**INPUT DATA**
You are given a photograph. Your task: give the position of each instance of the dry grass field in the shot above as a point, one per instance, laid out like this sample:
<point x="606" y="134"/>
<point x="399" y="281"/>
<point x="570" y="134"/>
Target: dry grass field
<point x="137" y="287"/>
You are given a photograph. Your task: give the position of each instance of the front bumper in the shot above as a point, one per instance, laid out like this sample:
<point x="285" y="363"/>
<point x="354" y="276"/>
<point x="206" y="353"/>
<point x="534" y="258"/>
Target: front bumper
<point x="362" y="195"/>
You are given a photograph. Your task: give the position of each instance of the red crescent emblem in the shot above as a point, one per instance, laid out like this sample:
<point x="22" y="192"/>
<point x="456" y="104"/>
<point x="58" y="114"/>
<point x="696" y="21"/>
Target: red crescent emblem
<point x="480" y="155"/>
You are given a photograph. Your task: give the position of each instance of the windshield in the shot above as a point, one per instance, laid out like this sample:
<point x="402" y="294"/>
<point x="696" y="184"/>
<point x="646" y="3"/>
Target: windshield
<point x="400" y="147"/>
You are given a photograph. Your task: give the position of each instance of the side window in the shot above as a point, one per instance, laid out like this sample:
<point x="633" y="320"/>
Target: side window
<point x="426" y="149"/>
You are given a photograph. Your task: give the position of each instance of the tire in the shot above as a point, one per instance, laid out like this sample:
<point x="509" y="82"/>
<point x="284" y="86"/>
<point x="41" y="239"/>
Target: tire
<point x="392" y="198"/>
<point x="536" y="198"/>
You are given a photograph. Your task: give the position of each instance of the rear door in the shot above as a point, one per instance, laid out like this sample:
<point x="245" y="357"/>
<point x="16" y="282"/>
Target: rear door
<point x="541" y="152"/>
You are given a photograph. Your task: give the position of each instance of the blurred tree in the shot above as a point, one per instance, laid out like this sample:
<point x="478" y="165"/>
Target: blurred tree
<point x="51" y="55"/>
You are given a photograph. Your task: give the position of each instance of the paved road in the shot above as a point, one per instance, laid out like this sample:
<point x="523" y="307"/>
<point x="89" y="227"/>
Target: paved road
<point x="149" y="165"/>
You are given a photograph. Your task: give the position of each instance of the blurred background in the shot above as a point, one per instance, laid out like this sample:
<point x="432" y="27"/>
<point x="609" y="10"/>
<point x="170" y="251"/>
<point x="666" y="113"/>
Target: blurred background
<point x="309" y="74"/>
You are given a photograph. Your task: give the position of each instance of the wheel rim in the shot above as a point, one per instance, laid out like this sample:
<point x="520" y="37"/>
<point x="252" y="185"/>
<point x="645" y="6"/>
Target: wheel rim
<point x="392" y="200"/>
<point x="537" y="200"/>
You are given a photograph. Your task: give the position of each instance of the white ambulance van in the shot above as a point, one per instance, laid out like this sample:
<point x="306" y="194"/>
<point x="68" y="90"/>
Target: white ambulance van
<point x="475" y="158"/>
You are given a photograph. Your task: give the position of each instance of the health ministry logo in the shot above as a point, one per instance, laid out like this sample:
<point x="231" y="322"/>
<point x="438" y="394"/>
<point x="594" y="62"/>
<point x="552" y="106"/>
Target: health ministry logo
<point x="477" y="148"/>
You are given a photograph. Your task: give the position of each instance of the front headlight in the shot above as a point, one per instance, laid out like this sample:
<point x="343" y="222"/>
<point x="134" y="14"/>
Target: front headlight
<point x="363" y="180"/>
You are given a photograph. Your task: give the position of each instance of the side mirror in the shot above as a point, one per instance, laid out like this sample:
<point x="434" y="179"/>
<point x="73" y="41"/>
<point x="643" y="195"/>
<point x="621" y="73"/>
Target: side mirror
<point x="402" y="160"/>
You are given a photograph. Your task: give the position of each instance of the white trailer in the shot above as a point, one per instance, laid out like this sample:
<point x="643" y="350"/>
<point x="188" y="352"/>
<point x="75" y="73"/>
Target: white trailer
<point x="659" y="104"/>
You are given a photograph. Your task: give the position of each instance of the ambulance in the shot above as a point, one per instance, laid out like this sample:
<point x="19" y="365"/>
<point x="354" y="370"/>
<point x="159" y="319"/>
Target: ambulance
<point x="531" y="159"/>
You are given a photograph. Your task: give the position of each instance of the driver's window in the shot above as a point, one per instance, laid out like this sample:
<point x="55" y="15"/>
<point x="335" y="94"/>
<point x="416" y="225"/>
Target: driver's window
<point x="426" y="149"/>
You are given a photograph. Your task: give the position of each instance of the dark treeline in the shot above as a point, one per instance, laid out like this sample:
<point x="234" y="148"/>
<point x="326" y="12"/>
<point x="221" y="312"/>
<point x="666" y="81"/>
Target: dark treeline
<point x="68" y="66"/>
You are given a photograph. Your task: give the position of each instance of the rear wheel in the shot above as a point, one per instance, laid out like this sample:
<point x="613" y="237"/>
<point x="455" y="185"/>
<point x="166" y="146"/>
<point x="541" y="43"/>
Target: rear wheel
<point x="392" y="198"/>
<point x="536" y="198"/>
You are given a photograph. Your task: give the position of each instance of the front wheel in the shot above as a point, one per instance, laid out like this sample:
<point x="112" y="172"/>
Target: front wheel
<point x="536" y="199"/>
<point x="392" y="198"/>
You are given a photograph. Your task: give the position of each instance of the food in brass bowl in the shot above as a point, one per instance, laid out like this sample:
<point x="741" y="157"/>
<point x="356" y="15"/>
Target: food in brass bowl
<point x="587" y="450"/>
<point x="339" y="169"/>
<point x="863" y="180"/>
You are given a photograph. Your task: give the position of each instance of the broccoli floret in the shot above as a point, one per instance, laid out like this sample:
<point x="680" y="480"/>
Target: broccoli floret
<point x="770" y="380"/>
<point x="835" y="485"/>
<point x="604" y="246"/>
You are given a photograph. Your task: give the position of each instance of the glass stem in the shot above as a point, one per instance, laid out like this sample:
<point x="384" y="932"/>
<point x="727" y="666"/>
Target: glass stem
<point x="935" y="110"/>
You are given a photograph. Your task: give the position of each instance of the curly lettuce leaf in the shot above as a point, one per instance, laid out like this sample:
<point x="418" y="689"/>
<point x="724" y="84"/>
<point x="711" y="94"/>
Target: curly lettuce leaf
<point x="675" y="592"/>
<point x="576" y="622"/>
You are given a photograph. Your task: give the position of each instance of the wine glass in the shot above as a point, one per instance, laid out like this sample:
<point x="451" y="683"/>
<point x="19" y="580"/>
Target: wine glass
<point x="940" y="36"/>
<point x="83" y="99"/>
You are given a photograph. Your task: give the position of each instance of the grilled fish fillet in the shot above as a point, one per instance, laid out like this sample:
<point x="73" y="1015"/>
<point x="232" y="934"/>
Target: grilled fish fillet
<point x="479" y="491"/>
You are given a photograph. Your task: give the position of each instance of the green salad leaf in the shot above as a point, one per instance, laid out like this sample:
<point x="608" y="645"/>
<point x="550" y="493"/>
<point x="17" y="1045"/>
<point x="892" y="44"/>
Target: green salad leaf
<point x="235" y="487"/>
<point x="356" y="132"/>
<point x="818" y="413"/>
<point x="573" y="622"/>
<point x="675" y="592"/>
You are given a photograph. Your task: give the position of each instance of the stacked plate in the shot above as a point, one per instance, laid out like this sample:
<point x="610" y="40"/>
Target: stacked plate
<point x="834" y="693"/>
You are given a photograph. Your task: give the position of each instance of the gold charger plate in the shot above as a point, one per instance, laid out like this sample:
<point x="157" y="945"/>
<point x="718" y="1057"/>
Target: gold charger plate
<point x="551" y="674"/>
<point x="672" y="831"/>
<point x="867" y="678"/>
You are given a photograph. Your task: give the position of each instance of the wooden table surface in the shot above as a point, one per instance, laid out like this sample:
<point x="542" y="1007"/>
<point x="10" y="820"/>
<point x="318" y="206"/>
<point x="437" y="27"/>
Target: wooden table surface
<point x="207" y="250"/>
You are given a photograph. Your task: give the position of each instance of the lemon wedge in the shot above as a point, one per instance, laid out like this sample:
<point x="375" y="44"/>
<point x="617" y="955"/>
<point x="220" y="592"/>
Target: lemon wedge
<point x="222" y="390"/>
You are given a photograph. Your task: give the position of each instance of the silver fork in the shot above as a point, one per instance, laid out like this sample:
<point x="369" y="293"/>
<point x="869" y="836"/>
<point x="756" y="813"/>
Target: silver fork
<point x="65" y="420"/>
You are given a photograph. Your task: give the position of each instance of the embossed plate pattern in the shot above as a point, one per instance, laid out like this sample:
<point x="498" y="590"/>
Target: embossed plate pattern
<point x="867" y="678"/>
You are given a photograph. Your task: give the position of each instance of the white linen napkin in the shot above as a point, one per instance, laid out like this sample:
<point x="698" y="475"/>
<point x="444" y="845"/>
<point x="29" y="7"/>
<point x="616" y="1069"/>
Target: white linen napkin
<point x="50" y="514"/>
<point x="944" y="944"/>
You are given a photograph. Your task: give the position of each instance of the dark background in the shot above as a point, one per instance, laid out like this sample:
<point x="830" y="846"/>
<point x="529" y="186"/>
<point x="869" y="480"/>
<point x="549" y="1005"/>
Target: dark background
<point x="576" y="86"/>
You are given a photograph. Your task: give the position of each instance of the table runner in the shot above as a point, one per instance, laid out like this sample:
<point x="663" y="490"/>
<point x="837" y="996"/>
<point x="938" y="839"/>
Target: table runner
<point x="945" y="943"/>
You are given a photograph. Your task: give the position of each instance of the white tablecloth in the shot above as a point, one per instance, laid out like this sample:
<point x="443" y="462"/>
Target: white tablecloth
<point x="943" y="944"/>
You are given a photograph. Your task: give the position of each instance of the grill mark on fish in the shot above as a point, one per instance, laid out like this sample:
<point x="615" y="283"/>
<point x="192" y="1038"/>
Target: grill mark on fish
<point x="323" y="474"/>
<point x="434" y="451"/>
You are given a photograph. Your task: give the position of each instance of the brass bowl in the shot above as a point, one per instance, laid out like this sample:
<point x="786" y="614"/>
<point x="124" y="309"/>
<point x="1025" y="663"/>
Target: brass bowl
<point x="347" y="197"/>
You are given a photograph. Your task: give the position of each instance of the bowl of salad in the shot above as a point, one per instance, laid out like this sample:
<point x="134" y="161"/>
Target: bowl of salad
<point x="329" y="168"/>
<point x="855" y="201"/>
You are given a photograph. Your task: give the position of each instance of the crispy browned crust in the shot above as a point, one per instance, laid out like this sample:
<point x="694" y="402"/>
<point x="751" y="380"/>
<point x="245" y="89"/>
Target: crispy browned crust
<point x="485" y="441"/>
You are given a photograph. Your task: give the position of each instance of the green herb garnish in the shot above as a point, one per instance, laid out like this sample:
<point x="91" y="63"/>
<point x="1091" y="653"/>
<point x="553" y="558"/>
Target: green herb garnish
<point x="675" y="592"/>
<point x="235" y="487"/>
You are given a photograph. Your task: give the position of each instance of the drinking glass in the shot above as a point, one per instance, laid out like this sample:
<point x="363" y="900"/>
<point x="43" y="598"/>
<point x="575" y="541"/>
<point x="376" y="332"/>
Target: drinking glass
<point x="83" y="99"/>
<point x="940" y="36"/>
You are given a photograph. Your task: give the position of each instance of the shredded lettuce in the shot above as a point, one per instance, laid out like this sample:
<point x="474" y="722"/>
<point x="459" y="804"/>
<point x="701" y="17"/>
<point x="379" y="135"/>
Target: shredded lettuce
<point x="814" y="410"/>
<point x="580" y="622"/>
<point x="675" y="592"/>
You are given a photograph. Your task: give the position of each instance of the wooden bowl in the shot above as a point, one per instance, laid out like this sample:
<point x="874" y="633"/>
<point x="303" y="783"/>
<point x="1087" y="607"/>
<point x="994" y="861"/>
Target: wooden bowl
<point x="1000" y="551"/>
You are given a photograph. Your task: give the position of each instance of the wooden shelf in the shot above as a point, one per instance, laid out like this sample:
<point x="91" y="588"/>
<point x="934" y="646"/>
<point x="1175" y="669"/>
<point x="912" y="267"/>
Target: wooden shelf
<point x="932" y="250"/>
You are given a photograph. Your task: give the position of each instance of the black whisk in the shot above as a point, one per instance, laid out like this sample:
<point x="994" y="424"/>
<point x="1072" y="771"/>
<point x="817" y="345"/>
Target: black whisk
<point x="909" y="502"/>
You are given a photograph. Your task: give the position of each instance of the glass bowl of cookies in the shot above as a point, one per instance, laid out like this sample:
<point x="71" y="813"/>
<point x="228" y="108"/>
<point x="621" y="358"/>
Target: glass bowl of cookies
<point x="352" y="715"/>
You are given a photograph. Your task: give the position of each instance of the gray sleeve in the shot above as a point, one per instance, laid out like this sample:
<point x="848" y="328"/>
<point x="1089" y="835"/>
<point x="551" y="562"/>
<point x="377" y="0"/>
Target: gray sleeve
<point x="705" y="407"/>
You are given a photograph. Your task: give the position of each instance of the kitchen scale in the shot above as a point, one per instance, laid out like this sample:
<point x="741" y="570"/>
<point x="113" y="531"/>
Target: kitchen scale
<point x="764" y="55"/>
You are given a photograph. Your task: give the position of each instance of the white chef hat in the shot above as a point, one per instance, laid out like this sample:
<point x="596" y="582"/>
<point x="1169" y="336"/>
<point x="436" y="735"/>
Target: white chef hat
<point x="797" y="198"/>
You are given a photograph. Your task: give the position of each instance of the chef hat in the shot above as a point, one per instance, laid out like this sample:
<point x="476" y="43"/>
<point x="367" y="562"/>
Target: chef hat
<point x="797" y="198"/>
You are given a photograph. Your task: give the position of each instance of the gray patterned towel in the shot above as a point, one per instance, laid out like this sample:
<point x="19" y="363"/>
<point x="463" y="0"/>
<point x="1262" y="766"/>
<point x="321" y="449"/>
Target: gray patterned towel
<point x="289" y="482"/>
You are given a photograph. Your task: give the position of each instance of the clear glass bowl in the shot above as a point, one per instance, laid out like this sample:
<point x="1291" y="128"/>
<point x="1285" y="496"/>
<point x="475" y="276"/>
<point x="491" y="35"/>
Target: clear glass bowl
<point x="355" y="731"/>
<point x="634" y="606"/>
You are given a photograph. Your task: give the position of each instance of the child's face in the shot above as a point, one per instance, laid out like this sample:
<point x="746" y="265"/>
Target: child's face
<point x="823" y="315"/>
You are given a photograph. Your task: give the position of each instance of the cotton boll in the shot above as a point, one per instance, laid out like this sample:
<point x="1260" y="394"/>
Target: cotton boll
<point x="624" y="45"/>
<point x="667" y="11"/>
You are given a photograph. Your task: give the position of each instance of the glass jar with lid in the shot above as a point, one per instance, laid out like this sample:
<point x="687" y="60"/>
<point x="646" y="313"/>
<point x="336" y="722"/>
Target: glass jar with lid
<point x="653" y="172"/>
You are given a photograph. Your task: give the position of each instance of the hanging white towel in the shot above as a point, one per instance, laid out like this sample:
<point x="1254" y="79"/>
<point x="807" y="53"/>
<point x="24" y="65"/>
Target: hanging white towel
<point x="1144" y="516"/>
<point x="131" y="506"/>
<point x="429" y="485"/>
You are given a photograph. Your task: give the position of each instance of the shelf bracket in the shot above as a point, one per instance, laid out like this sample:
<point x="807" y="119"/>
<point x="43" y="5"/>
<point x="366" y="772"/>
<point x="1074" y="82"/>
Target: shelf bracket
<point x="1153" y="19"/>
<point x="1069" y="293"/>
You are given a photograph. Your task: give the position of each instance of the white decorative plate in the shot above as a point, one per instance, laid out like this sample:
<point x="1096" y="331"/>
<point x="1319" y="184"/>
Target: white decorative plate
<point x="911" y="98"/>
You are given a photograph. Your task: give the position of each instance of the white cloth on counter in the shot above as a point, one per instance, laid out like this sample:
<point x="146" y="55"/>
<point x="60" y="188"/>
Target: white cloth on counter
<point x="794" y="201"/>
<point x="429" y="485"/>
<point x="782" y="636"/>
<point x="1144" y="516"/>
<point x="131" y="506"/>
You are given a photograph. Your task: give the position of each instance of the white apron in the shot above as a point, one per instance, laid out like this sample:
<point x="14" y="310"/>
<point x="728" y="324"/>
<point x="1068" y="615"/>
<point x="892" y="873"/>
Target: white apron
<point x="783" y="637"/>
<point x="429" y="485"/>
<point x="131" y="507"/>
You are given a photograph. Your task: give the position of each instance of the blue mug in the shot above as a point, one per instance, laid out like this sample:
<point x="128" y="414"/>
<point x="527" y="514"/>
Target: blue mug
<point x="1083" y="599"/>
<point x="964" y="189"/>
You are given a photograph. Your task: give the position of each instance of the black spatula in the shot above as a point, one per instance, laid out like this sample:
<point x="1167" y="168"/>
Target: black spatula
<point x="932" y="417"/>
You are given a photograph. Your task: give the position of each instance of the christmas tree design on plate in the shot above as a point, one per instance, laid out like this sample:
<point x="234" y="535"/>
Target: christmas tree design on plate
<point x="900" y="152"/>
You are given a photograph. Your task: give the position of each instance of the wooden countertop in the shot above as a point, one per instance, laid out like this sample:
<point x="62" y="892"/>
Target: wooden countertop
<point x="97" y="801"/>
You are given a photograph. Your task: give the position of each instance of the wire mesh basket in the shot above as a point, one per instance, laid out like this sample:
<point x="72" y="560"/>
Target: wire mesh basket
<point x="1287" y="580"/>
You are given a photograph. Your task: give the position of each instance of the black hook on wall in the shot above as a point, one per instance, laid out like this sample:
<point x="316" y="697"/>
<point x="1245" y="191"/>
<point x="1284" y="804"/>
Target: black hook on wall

**WHAT IS ASKED**
Copy out the lines from the one containing "of the ambulance" through the one containing "Target: ambulance", both included, with nothing changed.

**PROBLEM SOLUTION**
You are given a photograph. Your task: give the position of each instance of the ambulance in the shot above as a point, one per instance, laid out like this sample:
<point x="19" y="365"/>
<point x="354" y="370"/>
<point x="159" y="319"/>
Target: ambulance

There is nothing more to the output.